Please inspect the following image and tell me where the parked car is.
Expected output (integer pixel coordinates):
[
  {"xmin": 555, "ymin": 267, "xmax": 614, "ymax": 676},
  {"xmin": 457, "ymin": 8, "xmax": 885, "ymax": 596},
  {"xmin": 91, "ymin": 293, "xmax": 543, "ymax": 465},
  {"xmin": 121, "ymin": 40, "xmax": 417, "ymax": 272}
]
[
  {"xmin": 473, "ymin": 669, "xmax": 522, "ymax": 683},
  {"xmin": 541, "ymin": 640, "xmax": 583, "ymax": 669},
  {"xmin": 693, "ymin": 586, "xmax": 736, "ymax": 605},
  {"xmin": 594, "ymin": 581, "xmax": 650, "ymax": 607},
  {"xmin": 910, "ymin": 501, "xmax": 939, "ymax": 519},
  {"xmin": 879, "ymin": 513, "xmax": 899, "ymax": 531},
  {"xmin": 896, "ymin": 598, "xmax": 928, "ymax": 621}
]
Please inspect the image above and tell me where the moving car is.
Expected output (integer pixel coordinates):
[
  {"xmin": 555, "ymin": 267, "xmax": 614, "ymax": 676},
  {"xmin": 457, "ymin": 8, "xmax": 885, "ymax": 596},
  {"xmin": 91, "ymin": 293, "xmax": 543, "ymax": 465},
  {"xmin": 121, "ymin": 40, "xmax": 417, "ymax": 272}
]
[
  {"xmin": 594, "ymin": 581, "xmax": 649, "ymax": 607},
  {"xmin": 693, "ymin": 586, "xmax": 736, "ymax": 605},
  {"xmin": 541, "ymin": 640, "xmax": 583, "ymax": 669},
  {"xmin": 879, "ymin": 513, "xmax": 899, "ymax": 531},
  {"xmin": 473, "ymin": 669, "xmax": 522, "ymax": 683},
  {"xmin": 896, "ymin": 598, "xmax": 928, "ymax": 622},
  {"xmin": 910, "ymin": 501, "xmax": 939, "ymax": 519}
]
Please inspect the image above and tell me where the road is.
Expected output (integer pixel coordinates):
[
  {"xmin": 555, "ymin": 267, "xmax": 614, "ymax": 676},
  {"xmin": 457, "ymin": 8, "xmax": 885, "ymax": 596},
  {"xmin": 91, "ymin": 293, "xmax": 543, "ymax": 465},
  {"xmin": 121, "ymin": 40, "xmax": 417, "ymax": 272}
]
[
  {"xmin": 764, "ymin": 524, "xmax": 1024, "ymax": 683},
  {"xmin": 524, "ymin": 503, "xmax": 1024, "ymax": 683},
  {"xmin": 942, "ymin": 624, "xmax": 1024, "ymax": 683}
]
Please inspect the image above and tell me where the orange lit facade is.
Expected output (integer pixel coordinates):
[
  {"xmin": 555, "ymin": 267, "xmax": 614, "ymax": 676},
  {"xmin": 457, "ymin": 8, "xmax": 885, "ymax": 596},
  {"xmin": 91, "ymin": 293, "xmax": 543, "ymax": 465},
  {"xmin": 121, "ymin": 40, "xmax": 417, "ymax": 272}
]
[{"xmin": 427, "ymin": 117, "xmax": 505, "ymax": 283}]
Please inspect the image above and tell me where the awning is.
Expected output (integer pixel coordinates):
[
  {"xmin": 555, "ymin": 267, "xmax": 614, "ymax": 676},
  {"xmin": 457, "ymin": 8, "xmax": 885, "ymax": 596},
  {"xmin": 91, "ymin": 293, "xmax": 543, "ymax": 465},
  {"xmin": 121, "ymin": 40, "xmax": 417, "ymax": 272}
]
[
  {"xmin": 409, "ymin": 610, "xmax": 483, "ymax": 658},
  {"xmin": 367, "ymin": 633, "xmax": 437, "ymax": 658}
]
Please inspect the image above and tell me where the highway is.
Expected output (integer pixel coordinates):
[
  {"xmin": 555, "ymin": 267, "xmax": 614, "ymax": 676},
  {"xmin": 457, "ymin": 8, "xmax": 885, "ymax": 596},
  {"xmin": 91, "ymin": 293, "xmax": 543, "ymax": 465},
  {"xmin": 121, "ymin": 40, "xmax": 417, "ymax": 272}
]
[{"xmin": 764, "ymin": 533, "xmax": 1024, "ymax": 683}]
★ ★ ★ ★ ★
# What you are asked to do
Rewrite every line of the records that runs from the line containing "Please inspect the image above and tell me where the highway" through the end of the records, and raise each bounding-box coordinate in the answer by 24. Keep the sample coordinates under "Expected output" unchanged.

# Response
Please inspect the image above and tell me where the highway is.
Expected output (integer pixel coordinates):
[
  {"xmin": 555, "ymin": 267, "xmax": 614, "ymax": 676},
  {"xmin": 457, "ymin": 8, "xmax": 885, "ymax": 596},
  {"xmin": 91, "ymin": 293, "xmax": 543, "ymax": 465},
  {"xmin": 121, "ymin": 40, "xmax": 417, "ymax": 272}
]
[{"xmin": 788, "ymin": 557, "xmax": 1048, "ymax": 707}]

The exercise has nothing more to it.